◆ 出典本文 ◆
• • • • •
血圧低下や意識障害を伴うのが「アナフィラキシーショック」
複数の症状が同時に出て、急速に進行していく状態をアナフィラキシーと言います。じんましんが出て、吐いて、咳をしていれば、これは既にアナフィラキシーです。
2013年の文部科学省の調査では、小中学生の0.5%がアナフィラキシーを起こした経験があります。アナフィラキシーに、血圧低下や意識障害を伴うのがアナフィラキシーショックで、生命が危ぶまれる状態です。薬剤やハチに刺されてアナフィラキシーを起こすケースもありますが、小児の場合はほとんどが食物によるものです。
アナフィラキシーの進行を一時的に緩和し、ショックを防ぐための補助治療剤(アドレナリン自己注射薬)です。太ももに強く押しつけるだけで薬液が筋肉内に注射され、本人や保護者はもちろん、園や学校の職員が注射をしても医師法違反にはなりません。
アナフィラキシーショックを起こす可能性がある人が携帯する薬で、全国で2万7000人の学童がエピペン®を持っています。日本小児アレルギー学会の指針では、「エピペン®が処方されている患者で、アナフィラキシーを疑う場合、下記の症状が一つでもあれば使用すべきである」とあります。
アレルギー反応が出たら、注意するのはアナフィラキシーと呼吸器症状
軽度なら、基本的には症状がおさまるのを待っても構いません。うがいをして口の周りを拭き、かゆみがある場合は冷やしても。症状が何分続いたかを記録し、皮膚の状態を撮影しておけば受診の際に役立ちます。
適切に受診のタイミングを見計らう必要があるのは、前述のアナフィラキシーと呼吸器症状です。呼吸器症状が進むと、最悪窒息の可能性もあるためです。例えば、喉がイガイガする程度なら大丈夫ですが、ゼイゼイと苦しそうだったり、呼吸困難感が現れたりしたら要注意。すぐに救急に掛かる、場合によっては救急車を呼んだほうがいいでしょう。エピペンⓇฺがあれば注射します。
鶏卵、牛乳、小麦の食物アレルギーを持つ子どもは、3歳で5割、6歳で9割が食べられるようになります。
• • • • •
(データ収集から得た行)
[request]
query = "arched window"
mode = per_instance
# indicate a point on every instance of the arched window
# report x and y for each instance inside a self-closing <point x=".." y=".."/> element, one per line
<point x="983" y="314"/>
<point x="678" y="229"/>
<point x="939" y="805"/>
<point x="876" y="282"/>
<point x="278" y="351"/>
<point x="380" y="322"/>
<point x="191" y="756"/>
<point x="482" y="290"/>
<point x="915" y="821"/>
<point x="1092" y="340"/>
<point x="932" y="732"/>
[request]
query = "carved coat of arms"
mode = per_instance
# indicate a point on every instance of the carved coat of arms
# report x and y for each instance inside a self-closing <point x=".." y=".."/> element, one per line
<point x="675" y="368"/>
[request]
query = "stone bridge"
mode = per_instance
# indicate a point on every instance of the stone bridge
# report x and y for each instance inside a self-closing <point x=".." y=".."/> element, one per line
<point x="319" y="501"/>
• • • • •
◆ 作業内容 ◆
アナフィラキシーの本文から、「アナフィラキシーの進行を一時」を含む語句で始まり「用すべきである」とあります。」の後で終わる部分を、一字も変えずに返すこと。

◆ 解答 ◆
アナフィラキシーの進行を一時的に緩和し、ショックを防ぐための補助治療剤(アドレナリン自己注射薬)です。太ももに強く押しつけるだけで薬液が筋肉内に注射され、本人や保護者はもちろん、園や学校の職員が注射をしても医師法違反にはなりません。
アナフィラキシーショックを起こす可能性がある人が携帯する薬で、全国で2万7000人の学童がエピペン®を持っています。日本小児アレルギー学会の指針では、「エピペン®が処方されている患者で、アナフィラキシーを疑う場合、下記の症状が一つでもあれば使用すべきである」とあります。